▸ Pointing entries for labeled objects

########

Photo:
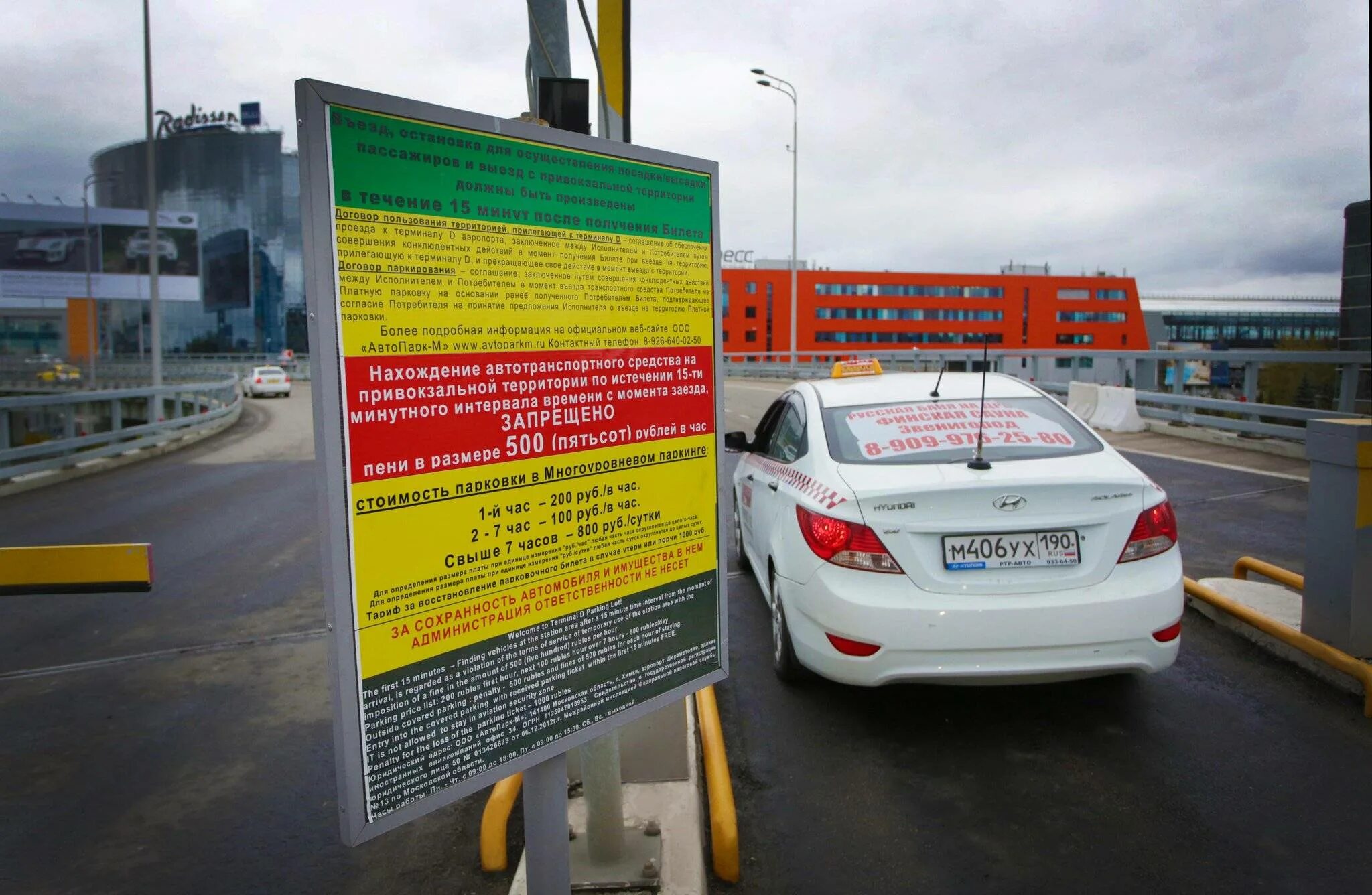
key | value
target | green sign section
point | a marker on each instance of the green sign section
(389, 163)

########

Rewrite all lines of the rows above, requests included, with each point coordinate in the answers multiplied by 0.5 and rounded to a whole number, halves rounding up. Leave the pictures out.

Photo:
key | value
target | green sign section
point | a marker on each instance of the green sign section
(195, 82)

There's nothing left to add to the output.